## Task objective
Begin at the line with "Practice step: point at the bottle" and set down each line exactly until the listing ends. Images stay out.

## Dataset records
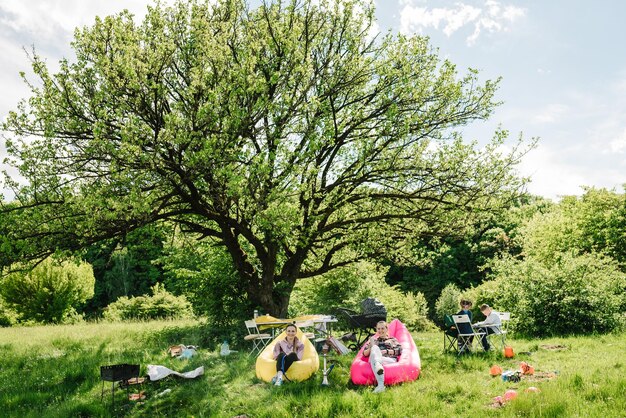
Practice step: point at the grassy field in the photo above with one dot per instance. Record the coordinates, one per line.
(53, 371)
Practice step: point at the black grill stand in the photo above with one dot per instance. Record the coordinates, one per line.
(117, 373)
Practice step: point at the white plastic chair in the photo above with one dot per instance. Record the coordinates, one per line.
(259, 340)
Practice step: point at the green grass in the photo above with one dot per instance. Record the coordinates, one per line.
(53, 371)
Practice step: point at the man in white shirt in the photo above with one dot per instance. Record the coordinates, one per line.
(491, 324)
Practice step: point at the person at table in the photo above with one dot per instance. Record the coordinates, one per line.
(465, 342)
(381, 349)
(491, 325)
(286, 351)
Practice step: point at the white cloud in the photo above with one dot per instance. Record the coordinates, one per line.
(550, 175)
(551, 113)
(492, 17)
(618, 145)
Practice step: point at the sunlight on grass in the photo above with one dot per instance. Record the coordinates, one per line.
(53, 371)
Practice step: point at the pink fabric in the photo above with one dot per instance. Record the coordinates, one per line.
(406, 369)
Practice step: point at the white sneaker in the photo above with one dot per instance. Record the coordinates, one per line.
(379, 389)
(379, 368)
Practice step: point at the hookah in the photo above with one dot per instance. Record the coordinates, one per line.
(326, 371)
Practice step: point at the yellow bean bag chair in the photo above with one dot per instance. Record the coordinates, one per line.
(299, 370)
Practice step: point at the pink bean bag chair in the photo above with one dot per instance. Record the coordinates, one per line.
(405, 370)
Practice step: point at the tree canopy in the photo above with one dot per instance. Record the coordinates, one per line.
(290, 134)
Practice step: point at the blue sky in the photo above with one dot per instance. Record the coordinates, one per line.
(562, 65)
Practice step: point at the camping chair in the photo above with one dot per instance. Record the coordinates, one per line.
(361, 326)
(450, 333)
(259, 340)
(500, 331)
(466, 334)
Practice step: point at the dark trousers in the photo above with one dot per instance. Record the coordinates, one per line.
(483, 339)
(283, 362)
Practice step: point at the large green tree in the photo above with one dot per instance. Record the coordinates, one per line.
(289, 134)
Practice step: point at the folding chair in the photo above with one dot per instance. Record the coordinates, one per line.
(450, 342)
(466, 334)
(498, 332)
(259, 340)
(501, 331)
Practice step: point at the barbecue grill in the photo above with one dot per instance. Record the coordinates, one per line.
(121, 373)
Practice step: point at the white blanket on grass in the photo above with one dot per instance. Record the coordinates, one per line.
(156, 372)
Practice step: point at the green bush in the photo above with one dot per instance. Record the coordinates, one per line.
(448, 302)
(574, 295)
(161, 305)
(50, 292)
(347, 287)
(8, 316)
(205, 275)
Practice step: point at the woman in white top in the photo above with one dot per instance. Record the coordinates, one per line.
(286, 351)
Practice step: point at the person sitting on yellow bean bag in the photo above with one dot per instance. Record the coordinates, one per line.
(291, 354)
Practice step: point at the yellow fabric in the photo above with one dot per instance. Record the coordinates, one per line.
(299, 370)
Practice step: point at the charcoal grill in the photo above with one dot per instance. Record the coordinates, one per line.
(117, 373)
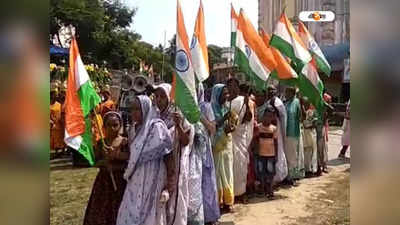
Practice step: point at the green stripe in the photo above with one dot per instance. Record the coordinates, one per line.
(286, 49)
(185, 102)
(89, 98)
(283, 46)
(243, 62)
(233, 39)
(322, 65)
(86, 148)
(306, 88)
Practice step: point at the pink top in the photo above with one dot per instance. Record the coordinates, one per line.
(267, 136)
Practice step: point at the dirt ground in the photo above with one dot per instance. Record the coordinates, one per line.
(321, 201)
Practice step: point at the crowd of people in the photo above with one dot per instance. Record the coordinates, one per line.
(168, 171)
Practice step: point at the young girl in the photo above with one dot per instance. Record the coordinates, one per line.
(267, 150)
(104, 201)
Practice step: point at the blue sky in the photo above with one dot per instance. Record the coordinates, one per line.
(156, 16)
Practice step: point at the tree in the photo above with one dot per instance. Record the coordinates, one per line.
(102, 29)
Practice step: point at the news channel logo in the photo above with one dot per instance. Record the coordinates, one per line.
(317, 16)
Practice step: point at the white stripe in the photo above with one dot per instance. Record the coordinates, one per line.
(312, 75)
(81, 75)
(187, 76)
(233, 25)
(73, 142)
(313, 46)
(299, 51)
(282, 32)
(199, 65)
(255, 64)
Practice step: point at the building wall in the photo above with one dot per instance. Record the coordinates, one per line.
(329, 33)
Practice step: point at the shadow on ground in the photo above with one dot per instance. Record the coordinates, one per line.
(338, 162)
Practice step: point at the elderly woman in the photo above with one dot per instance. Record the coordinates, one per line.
(146, 173)
(222, 144)
(104, 202)
(203, 204)
(178, 160)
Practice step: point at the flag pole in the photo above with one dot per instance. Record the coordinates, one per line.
(104, 144)
(162, 67)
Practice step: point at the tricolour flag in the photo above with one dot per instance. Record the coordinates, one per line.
(286, 40)
(310, 85)
(185, 89)
(321, 62)
(251, 55)
(81, 98)
(234, 22)
(284, 70)
(199, 48)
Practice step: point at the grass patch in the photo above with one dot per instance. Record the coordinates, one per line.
(69, 194)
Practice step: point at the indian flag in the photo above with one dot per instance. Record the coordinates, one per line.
(185, 87)
(286, 40)
(322, 63)
(199, 48)
(81, 98)
(284, 70)
(234, 22)
(310, 85)
(251, 55)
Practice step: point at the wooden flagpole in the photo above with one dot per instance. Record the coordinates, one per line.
(104, 144)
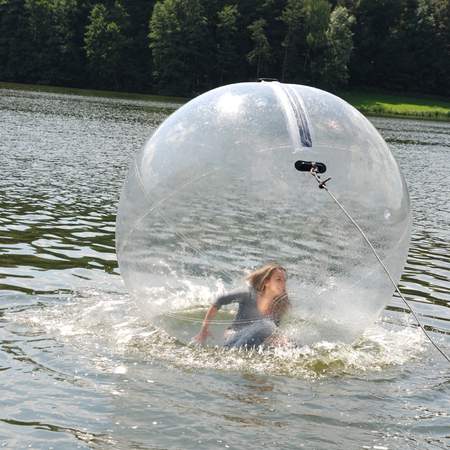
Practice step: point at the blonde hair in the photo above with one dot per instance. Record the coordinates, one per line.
(257, 280)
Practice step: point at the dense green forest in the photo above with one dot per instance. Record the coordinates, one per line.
(183, 47)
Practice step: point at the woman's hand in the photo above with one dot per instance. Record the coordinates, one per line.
(204, 331)
(202, 336)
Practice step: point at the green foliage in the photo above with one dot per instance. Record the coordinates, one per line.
(105, 42)
(181, 46)
(186, 46)
(294, 42)
(227, 43)
(339, 47)
(261, 52)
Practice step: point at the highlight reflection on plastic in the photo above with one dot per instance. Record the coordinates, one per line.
(214, 194)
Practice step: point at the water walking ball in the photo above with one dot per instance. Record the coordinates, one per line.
(216, 192)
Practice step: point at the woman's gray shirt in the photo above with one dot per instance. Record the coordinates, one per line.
(248, 311)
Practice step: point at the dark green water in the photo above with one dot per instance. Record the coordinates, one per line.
(81, 368)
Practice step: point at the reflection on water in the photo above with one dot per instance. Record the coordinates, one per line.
(82, 368)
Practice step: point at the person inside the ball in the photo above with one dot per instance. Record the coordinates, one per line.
(260, 309)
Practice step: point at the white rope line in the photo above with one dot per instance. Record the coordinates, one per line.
(322, 185)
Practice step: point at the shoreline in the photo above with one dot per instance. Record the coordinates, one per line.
(368, 102)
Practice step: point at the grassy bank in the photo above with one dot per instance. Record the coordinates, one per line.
(371, 103)
(374, 103)
(90, 92)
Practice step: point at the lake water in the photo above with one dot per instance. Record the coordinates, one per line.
(81, 368)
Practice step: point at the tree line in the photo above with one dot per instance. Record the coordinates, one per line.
(184, 47)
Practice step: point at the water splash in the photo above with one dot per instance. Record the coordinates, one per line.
(110, 327)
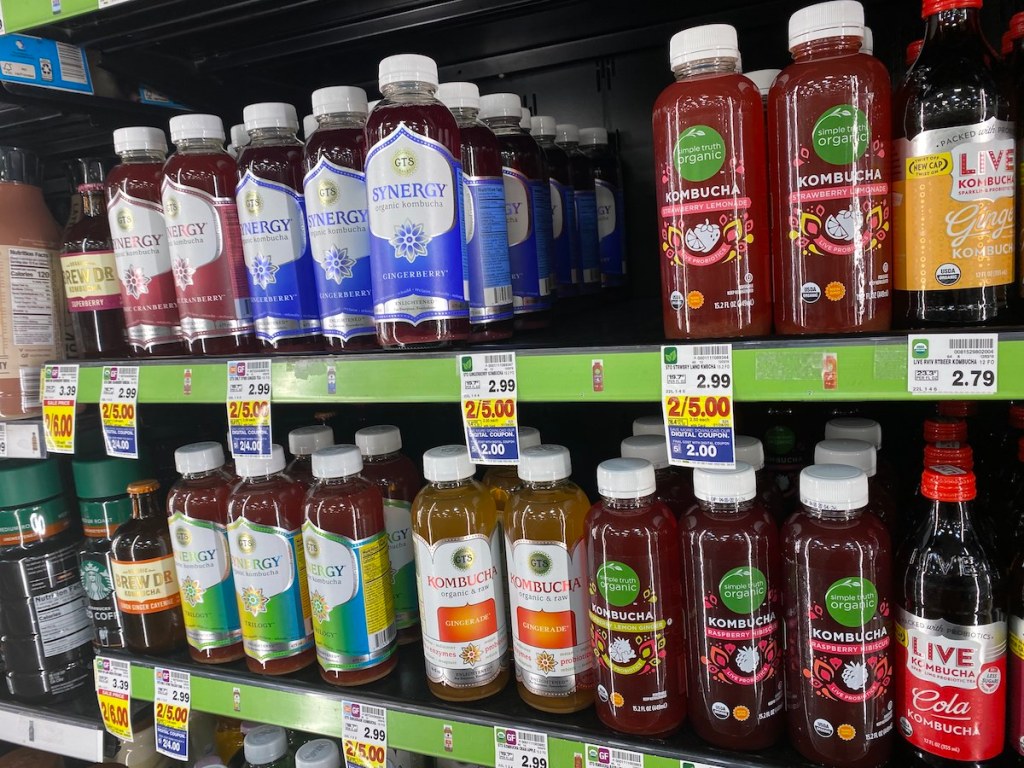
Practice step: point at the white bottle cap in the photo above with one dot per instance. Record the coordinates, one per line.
(197, 126)
(836, 18)
(137, 138)
(854, 428)
(501, 105)
(650, 446)
(699, 43)
(337, 461)
(593, 136)
(626, 478)
(648, 425)
(199, 457)
(545, 463)
(379, 440)
(339, 98)
(750, 451)
(264, 744)
(833, 486)
(307, 440)
(260, 466)
(725, 485)
(857, 454)
(270, 115)
(407, 68)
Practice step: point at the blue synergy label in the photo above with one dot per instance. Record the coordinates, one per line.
(416, 235)
(272, 219)
(486, 241)
(339, 233)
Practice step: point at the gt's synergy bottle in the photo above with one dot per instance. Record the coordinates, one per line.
(712, 192)
(417, 232)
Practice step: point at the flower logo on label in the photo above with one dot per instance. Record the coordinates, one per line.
(410, 242)
(337, 264)
(135, 281)
(263, 270)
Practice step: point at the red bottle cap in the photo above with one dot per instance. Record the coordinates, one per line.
(945, 483)
(945, 429)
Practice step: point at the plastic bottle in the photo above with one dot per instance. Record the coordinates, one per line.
(205, 240)
(144, 580)
(527, 209)
(675, 484)
(264, 514)
(462, 590)
(733, 606)
(837, 563)
(90, 270)
(348, 570)
(547, 576)
(197, 508)
(398, 480)
(951, 627)
(336, 214)
(274, 239)
(422, 232)
(947, 273)
(488, 273)
(829, 114)
(712, 192)
(636, 611)
(140, 247)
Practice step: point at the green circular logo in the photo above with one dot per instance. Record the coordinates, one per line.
(842, 134)
(617, 583)
(743, 590)
(699, 153)
(852, 602)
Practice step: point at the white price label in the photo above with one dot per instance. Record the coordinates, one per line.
(489, 407)
(118, 401)
(952, 364)
(696, 398)
(519, 749)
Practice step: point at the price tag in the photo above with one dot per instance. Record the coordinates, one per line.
(365, 735)
(952, 364)
(696, 397)
(249, 407)
(489, 407)
(118, 397)
(518, 749)
(114, 693)
(59, 398)
(171, 705)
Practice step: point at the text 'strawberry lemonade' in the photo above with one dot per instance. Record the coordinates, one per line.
(462, 590)
(414, 188)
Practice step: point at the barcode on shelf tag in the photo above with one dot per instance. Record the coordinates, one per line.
(952, 364)
(519, 749)
(489, 407)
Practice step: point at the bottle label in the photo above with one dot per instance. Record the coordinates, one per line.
(145, 586)
(417, 245)
(91, 281)
(204, 568)
(270, 583)
(272, 217)
(350, 599)
(339, 232)
(550, 629)
(462, 609)
(207, 263)
(487, 254)
(143, 264)
(953, 686)
(398, 522)
(954, 201)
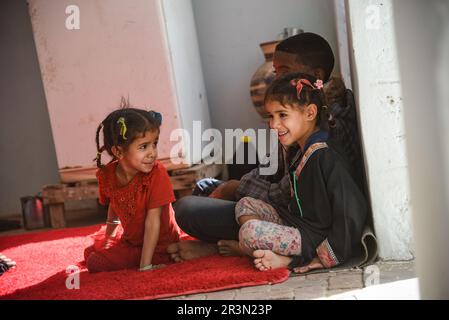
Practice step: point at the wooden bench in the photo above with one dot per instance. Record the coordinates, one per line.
(81, 184)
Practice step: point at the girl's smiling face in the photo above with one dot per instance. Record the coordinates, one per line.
(293, 124)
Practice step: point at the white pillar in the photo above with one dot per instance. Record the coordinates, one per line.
(376, 83)
(422, 33)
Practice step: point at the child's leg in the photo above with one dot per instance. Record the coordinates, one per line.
(117, 257)
(249, 208)
(262, 229)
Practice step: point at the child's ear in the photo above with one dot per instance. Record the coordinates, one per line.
(117, 152)
(311, 112)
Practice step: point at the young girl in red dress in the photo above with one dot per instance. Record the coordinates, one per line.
(138, 190)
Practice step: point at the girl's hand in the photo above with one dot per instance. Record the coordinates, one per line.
(152, 267)
(314, 264)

## Result for this task
Practice step: point at the bottle label in the photo above with one dot per instance. Record the coordinates, one per line.
(145, 586)
(417, 245)
(91, 281)
(204, 568)
(270, 583)
(272, 217)
(350, 599)
(339, 232)
(550, 629)
(462, 609)
(207, 263)
(487, 254)
(143, 264)
(953, 686)
(398, 522)
(954, 201)
Practice step: point at the wooden bench in the photo above with one dot per instance. Record the coordinates, one per line.
(81, 184)
Practice step: point at the girl's smiling face in the photo above with one dot per instance. Record the coordinates, one per line.
(293, 124)
Practice step: point at the white pillar in the photo above with one dot per instance. Record the coordinates, one per line.
(376, 83)
(422, 33)
Practice step: point at the child's leg in the photo above with one dot per instance. Record the coordinates, one per line.
(117, 257)
(249, 208)
(262, 229)
Practice step: point at the child's ear in the photo above with one dot per instance. Record the coordinates, one per line.
(117, 152)
(311, 112)
Practice step: point at the young girl in red dress in the photo above with one dot per instance. Record the coordinates, one per line.
(138, 190)
Practice step: point at the girl's hand in the photo above with one dot per instance. Record the coordinates, one per line.
(152, 267)
(314, 264)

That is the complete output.